──────── DATASET EXTRACT

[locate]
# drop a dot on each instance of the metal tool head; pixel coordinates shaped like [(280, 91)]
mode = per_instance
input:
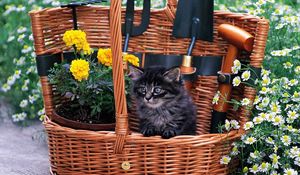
[(187, 12)]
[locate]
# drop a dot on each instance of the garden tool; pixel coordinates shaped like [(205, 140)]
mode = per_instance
[(237, 39), (128, 29), (73, 5), (194, 19)]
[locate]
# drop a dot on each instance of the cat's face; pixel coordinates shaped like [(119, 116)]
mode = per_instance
[(155, 86)]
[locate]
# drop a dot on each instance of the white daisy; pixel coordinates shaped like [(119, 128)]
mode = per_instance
[(265, 101), (246, 75), (227, 125), (275, 107), (287, 65), (23, 103), (41, 112), (293, 114), (5, 87), (270, 116), (216, 98), (11, 80), (263, 115), (265, 81), (290, 171), (257, 100), (264, 167), (296, 96), (274, 172), (264, 90), (265, 72), (293, 82), (250, 140), (21, 61), (297, 70), (11, 38), (26, 49), (248, 125), (286, 140), (278, 120), (294, 151), (24, 87), (234, 70), (234, 124), (234, 151), (270, 141), (258, 120), (245, 101), (21, 29), (17, 74), (254, 169), (275, 160), (237, 63)]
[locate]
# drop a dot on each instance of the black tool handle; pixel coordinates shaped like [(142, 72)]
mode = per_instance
[(73, 5)]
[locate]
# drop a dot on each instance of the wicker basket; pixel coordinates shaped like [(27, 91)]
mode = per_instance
[(103, 152)]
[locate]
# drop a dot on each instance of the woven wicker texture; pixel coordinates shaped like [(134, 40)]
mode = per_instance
[(89, 152)]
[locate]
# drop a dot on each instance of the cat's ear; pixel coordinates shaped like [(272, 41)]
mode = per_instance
[(172, 74), (135, 73)]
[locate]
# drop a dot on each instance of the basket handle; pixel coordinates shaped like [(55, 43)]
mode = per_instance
[(122, 129)]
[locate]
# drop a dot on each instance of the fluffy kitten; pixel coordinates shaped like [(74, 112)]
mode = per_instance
[(163, 105)]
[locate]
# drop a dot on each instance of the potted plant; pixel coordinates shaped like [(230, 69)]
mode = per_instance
[(85, 86)]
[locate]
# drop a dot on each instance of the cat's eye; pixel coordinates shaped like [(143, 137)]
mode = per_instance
[(157, 90)]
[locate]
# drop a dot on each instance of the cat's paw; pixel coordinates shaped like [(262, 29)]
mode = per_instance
[(149, 132), (168, 134)]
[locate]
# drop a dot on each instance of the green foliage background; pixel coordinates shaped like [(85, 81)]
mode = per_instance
[(11, 51)]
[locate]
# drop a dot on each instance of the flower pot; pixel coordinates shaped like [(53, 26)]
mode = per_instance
[(79, 125)]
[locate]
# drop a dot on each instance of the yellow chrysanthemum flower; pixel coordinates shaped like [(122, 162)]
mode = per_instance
[(105, 57), (131, 59), (78, 39), (80, 69)]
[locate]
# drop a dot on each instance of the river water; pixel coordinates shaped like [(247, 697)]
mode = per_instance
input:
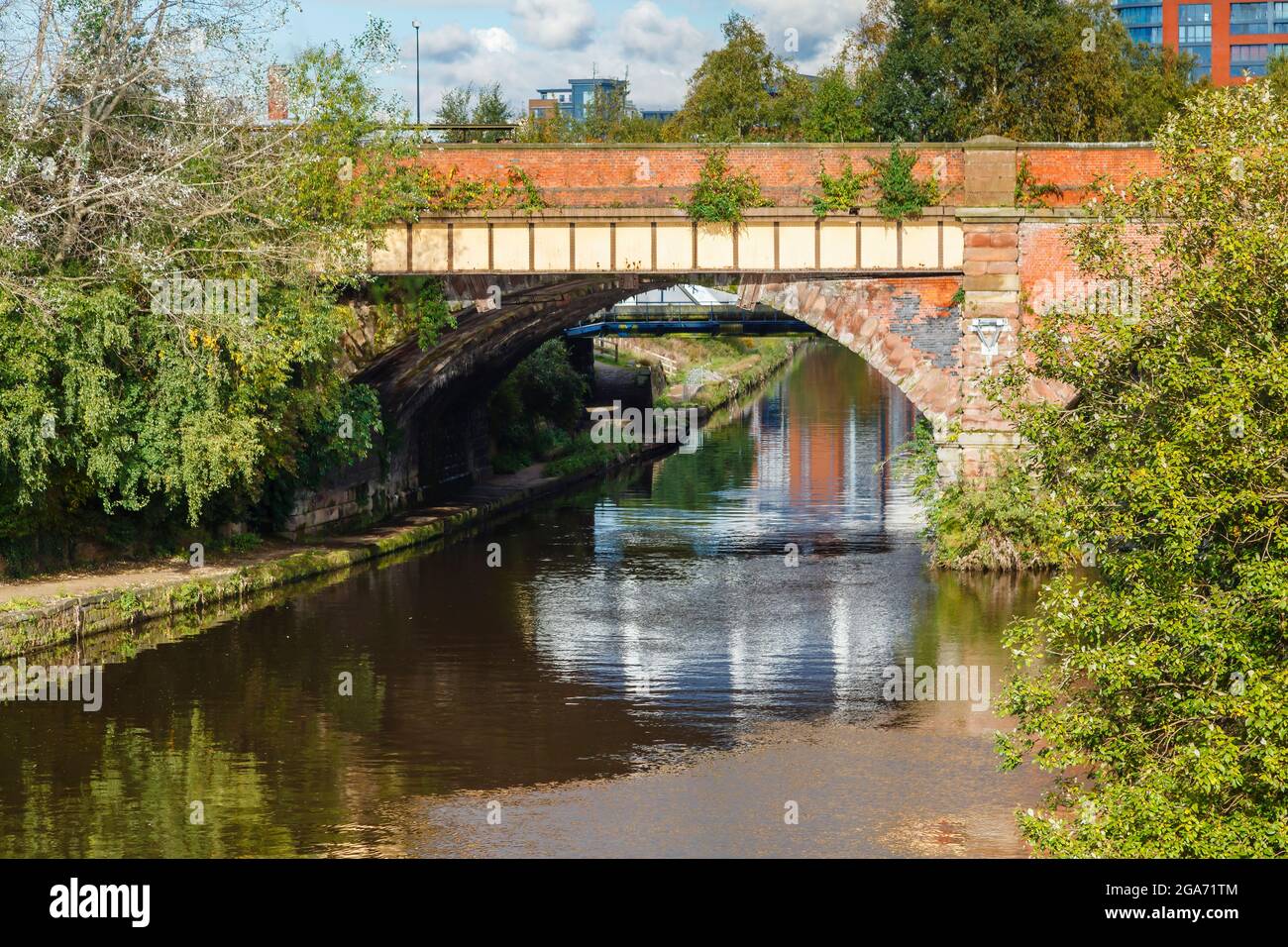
[(645, 672)]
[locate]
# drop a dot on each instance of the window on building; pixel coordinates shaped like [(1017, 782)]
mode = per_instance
[(1144, 21), (1248, 58), (1248, 20), (1196, 35)]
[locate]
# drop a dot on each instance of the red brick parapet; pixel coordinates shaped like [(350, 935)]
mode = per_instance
[(655, 175)]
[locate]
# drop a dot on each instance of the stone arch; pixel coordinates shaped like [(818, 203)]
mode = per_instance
[(909, 329)]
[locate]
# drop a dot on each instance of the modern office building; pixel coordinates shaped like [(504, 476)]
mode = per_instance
[(1229, 40), (574, 98)]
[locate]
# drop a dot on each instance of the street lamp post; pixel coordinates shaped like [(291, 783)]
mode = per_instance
[(415, 25)]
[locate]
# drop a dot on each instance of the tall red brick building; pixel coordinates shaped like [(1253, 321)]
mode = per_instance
[(1231, 40)]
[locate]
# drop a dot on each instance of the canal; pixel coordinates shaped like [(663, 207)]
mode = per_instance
[(684, 660)]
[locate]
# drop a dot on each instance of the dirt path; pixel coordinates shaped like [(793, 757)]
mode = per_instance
[(89, 579)]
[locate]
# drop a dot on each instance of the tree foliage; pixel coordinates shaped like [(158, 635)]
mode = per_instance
[(1160, 689), (742, 91), (721, 195), (134, 161), (1033, 69)]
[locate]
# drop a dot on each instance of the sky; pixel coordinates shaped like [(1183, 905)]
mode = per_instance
[(524, 44)]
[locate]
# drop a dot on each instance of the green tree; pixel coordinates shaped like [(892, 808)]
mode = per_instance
[(455, 110), (1159, 690), (469, 106), (170, 270), (1033, 69), (836, 108), (742, 91)]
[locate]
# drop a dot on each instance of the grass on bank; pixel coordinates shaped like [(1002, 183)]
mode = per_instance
[(1001, 525)]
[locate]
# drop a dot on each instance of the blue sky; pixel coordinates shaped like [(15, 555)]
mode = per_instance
[(527, 43)]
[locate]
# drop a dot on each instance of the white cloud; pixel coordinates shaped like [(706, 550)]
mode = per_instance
[(445, 43), (494, 40), (818, 26), (555, 24), (648, 34)]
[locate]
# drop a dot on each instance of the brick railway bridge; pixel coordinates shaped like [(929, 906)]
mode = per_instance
[(931, 303)]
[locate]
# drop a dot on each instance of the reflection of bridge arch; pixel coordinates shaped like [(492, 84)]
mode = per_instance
[(434, 402)]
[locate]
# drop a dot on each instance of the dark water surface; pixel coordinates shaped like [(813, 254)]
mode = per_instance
[(626, 625)]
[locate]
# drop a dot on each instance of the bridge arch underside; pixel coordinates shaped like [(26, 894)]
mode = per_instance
[(434, 402)]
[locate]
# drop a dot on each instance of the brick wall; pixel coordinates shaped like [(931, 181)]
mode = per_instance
[(655, 175), (1074, 169), (634, 175)]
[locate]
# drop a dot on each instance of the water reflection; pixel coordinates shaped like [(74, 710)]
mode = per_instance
[(645, 616)]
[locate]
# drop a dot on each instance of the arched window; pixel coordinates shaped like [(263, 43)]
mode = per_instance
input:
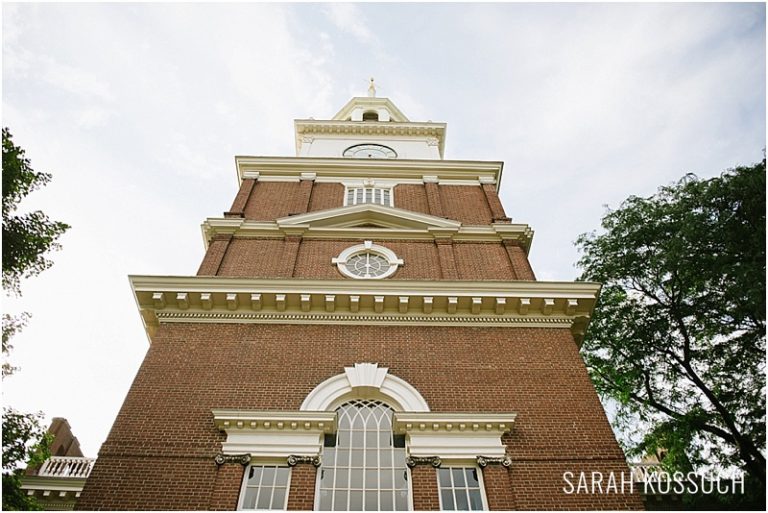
[(364, 463)]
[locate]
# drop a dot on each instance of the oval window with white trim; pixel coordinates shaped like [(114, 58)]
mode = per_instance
[(367, 261)]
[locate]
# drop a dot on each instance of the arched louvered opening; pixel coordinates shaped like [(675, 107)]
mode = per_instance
[(364, 462)]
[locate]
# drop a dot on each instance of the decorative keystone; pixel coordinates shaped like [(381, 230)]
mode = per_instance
[(242, 459), (294, 460), (484, 461), (412, 461)]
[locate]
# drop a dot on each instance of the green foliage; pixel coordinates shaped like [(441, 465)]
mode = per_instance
[(24, 441), (11, 326), (26, 237), (678, 336)]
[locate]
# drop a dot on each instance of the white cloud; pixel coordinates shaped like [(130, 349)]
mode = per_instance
[(348, 17)]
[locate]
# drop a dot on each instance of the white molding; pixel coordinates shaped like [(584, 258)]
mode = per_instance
[(454, 436), (364, 212), (367, 246), (339, 223), (273, 434), (447, 171), (365, 380), (430, 303)]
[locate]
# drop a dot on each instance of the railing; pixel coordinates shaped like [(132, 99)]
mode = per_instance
[(67, 466)]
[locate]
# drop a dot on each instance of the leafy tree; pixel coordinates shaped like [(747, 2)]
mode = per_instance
[(678, 336), (26, 239), (24, 441)]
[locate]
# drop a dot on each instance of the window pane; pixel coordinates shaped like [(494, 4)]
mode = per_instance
[(357, 459), (401, 501), (386, 479), (371, 500), (325, 500), (371, 458), (371, 479), (462, 504), (460, 489), (249, 501), (340, 500), (282, 476), (342, 478), (355, 500), (458, 477), (472, 480), (364, 469), (264, 498), (475, 500), (357, 479), (387, 500), (278, 499)]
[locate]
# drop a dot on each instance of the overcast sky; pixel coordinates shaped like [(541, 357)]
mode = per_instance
[(138, 111)]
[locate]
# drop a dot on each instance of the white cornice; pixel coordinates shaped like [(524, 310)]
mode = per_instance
[(265, 420), (168, 299), (292, 167), (273, 434), (499, 423), (366, 212), (454, 436), (339, 223)]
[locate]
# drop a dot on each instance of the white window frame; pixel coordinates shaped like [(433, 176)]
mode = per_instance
[(366, 191), (409, 475), (367, 247), (483, 498), (244, 485)]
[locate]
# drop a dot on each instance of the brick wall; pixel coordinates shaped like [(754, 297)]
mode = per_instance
[(301, 496), (268, 258), (159, 453)]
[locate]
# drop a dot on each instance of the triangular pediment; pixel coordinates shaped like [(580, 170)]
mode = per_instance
[(368, 103), (369, 216)]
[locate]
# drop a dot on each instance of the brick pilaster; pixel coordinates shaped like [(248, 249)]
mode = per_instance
[(238, 206), (424, 487), (301, 496), (447, 259), (433, 198), (226, 489), (290, 252), (519, 261), (498, 489), (497, 210), (215, 254)]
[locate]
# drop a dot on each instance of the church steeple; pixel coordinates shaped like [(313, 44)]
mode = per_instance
[(374, 124)]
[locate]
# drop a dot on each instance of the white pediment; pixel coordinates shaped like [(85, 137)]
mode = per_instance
[(368, 103), (369, 216)]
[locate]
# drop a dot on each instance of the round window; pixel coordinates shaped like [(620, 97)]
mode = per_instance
[(367, 261)]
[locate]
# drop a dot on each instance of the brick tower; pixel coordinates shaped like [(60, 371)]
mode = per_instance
[(364, 333)]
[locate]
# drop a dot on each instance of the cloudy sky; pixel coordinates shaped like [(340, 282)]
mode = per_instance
[(138, 111)]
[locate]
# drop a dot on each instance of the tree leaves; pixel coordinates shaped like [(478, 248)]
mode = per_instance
[(678, 336), (26, 237)]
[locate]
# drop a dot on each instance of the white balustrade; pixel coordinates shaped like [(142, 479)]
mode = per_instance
[(67, 466)]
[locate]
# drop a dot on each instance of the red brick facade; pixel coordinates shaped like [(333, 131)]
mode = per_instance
[(160, 452)]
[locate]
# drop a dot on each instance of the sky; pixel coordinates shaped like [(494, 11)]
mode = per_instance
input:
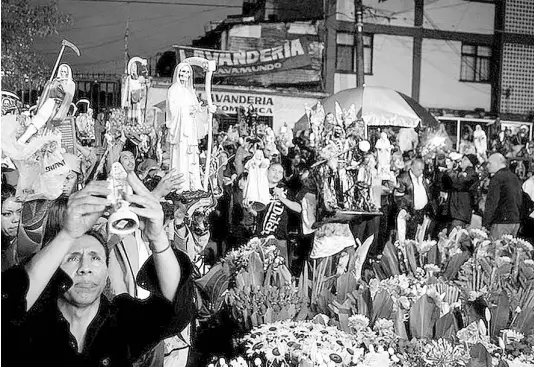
[(98, 29)]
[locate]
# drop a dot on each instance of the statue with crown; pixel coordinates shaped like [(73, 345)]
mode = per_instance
[(345, 174)]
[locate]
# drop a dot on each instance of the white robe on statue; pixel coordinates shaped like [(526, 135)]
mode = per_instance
[(182, 110)]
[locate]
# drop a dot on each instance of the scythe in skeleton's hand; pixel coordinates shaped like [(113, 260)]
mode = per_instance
[(63, 44), (209, 66)]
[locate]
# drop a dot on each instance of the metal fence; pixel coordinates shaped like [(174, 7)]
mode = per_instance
[(101, 89)]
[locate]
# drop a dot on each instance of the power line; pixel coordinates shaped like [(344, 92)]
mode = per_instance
[(159, 2)]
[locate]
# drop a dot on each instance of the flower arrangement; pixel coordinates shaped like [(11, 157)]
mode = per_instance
[(311, 344), (238, 259), (252, 306)]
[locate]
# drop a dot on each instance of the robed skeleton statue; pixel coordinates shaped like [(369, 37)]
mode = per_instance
[(183, 120)]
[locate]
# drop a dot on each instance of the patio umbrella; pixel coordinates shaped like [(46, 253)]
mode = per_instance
[(377, 106)]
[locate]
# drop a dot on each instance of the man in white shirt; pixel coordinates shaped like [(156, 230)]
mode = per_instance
[(412, 196), (528, 223)]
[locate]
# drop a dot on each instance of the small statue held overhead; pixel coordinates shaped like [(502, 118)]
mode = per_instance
[(481, 141), (135, 91), (184, 118), (53, 104)]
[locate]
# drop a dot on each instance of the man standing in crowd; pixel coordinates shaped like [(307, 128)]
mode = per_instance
[(412, 196), (528, 222), (502, 213), (54, 305), (461, 195), (127, 159), (273, 220)]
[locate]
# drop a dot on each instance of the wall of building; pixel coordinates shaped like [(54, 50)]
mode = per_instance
[(393, 55), (392, 65), (440, 74), (517, 73), (267, 35), (282, 106)]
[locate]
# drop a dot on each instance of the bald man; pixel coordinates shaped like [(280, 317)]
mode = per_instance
[(502, 213)]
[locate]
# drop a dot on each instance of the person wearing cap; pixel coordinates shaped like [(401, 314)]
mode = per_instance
[(521, 138), (34, 212), (115, 145), (127, 159), (502, 212), (463, 184), (147, 169)]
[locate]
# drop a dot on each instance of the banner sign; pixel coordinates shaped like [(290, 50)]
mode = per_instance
[(291, 55), (230, 103)]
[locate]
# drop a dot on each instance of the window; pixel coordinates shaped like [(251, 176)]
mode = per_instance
[(346, 53), (475, 63)]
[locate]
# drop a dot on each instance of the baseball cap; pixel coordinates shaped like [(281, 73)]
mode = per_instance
[(473, 159), (73, 162), (147, 165)]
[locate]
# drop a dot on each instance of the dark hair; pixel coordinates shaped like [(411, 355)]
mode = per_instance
[(100, 238), (54, 223), (55, 219), (8, 191)]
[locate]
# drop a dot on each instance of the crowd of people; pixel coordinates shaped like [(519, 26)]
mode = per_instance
[(58, 259)]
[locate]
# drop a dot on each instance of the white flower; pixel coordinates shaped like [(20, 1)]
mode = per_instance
[(358, 322), (513, 335), (432, 269)]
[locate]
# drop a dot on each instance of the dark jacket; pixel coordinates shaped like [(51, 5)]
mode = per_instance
[(404, 194), (123, 329), (504, 199), (461, 197)]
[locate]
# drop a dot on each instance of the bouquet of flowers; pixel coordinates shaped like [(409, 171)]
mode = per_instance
[(238, 260), (119, 122), (255, 305), (312, 344)]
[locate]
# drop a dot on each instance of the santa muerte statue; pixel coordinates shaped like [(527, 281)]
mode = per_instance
[(183, 118), (346, 175)]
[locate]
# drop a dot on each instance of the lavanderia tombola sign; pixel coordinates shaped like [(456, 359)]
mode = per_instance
[(291, 55), (230, 102)]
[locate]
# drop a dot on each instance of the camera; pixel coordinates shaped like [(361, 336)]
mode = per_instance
[(122, 220)]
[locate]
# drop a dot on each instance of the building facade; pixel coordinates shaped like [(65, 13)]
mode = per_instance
[(470, 55)]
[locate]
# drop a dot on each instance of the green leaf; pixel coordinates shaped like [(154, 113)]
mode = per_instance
[(500, 315), (345, 284), (400, 326), (382, 306), (454, 265), (423, 316), (434, 255), (480, 356), (446, 327), (410, 257)]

────────────────

**EXERCISE REQUIREMENTS:** Lay out the records from their first line up to and including the line containing "[(89, 152)]" as a Markdown table with two columns, Number and Content: one row per line, numbered in order, with blank lines omitted. Leave the pictures out of the table.

**RESPONSE TO THIS TASK:**
| Number | Content |
|---|---|
| 1 | [locate] |
| 2 | # drop a dot on each instance of the metal tool head; pixel coordinates shaped like [(280, 91)] |
| 3 | mode = per_instance |
| 4 | input: |
| 5 | [(187, 12)] |
| 6 | [locate] |
| 7 | # drop a dot on each instance of the garden tool; pixel coordinates shaped like [(205, 140)] |
| 8 | mode = per_instance |
| 9 | [(237, 39), (128, 29), (73, 5), (194, 19)] |
| 10 | [locate] |
| 11 | # drop a dot on each instance of the cat's face; pixel coordinates shaped like [(119, 116)] |
| 12 | mode = per_instance |
| 13 | [(155, 86)] |
| 14 | [locate] |
| 15 | # drop a dot on each instance of the white daisy; pixel coordinates shaped like [(119, 128)] |
| 16 | mode = per_instance |
| 17 | [(265, 101), (246, 75), (227, 125), (275, 107), (287, 65), (23, 103), (41, 112), (293, 114), (5, 87), (270, 116), (216, 98), (11, 80), (263, 115), (265, 81), (290, 171), (257, 100), (264, 167), (296, 96), (274, 172), (264, 90), (265, 72), (293, 82), (250, 140), (21, 61), (297, 70), (11, 38), (26, 49), (248, 125), (286, 140), (278, 120), (294, 151), (24, 87), (234, 70), (234, 124), (234, 151), (270, 141), (258, 120), (245, 101), (21, 29), (17, 74), (254, 169), (275, 160), (237, 63)] |
| 18 | [locate] |
| 19 | # drop a dot on each instance of the black tool handle; pixel coordinates shaped like [(142, 72)] |
| 20 | mode = per_instance |
| 21 | [(73, 5)] |
| 22 | [locate] |
| 23 | # drop a dot on each instance of the wicker basket; pixel coordinates shaped like [(27, 91)] |
| 24 | mode = per_instance |
| 25 | [(103, 152)] |
| 26 | [locate] |
| 27 | # drop a dot on each instance of the woven wicker texture; pixel coordinates shaped like [(134, 40)] |
| 28 | mode = per_instance |
| 29 | [(89, 152)] |